▶ _記事_
【完全版】不動産の遺産相続手続き|わかりやすく遺産分割から相続登記まで解説!


不動産の相続に際しては、相続登記が必要となります。ただし、登記を申請する前には戸籍謄本を収集したり、遺産分割協議を行ったりするなど、さまざまな事前準備が必要です。本記事では、経験豊富な司法書士が不動産相続の手続きの流れや必要書類などについて解説いたします。

目次

不動産相続の手続きの流れ

まずは大枠の手続きの流れを見ていくぞ

不動産を相続する際には、以下の手続きで行います。

  1. 遺言の有無を確認する
  2. 相続人を確定する
  3. 相続財産の範囲を把握する(財産目録の作成)
  4. 遺産分割協議を行い、不動産の相続者を決定する
  5. 法務局に相続登記を申請する
  6. 相続税の申告・納付を行う(基礎控除額を超える場合)

順序1|遺言書の有無の確認

不動産の所有者が亡くなった場合、まず遺言書の存在を確認します。遺言書がある場合、通常はその内容に基づいて相続手続きが進むため、他の手続きよりも先に遺言書を探すことが重要です。

遺言書が見つからない場合は、相続人全員で遺産分割協議を行い、遺産の分割方法について話し合います。なお、遺言書が後に見つかった場合でも、遺言書の内容が優先されるため、遺言書の有無にかかわらず早めに確認することが重要です。これにより、手続きがスムーズに進行し、無駄な時間や労力を省くことができます。

遺言書がないと、遺産分割協議が必要になる。相続が始まったらまずは遺言書があるかどうかを確認しろ。

手順2|相続人を確定させる

遺言書が存在しない場合、亡くなった人の財産は法律で指定された範囲の親族に相続されます。従って、相続人を正確に特定するには、亡くなった人の親族関係を戸籍謄本を基に精密に調査する必要があります。

新たな相続人が後から判明すると、既に進行中の遺産分割協議を再検討しなければならないため、相続人の正確な特定は極めて重要です。誰が相続人であるかを確実に調査することで、手続きのスムーズな進行が保たれます。

▶ _練習課題_
1. 記事では、相続税の申告・納付はどのような場合に行うとされているか。
2. 記事のうち、「不動産の相続に際しては、相続」から始まり「3. 相続財産の範囲を把握する(財産目録の作成)」まで続く部分を、一字も変えずに書き写してください。

▶ _データ抜粋_
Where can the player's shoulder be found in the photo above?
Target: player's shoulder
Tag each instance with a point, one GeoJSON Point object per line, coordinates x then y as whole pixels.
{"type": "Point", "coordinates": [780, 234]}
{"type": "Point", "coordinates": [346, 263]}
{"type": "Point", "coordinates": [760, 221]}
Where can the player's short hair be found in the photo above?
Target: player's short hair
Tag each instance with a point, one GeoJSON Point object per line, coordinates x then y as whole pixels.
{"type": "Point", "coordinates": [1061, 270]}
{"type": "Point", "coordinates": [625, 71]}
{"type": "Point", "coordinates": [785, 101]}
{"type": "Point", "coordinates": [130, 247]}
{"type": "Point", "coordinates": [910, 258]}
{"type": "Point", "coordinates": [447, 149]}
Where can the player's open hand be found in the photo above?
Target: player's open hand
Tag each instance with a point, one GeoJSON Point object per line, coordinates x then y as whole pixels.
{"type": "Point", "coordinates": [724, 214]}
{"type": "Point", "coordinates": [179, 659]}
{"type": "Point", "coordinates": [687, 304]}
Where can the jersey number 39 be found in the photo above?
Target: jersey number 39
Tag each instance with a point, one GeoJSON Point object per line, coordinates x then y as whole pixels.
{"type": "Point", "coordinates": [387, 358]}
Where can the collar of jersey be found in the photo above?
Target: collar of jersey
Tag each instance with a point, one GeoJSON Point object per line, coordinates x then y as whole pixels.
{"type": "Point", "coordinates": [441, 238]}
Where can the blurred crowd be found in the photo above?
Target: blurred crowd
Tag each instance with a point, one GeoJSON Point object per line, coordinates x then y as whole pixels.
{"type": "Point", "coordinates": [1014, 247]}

▶ _解答_
1. 基礎控除額を超える場合。

2.
不動産の相続に際しては、相続登記が必要となります。ただし、登記を申請する前には戸籍謄本を収集したり、遺産分割協議を行ったりするなど、さまざまな事前準備が必要です。本記事では、経験豊富な司法書士が不動産相続の手続きの流れや必要書類などについて解説いたします。

目次

不動産相続の手続きの流れ

まずは大枠の手続きの流れを見ていくぞ

不動産を相続する際には、以下の手続きで行います。

  1. 遺言の有無を確認する
  2. 相続人を確定する
  3. 相続財産の範囲を把握する(財産目録の作成)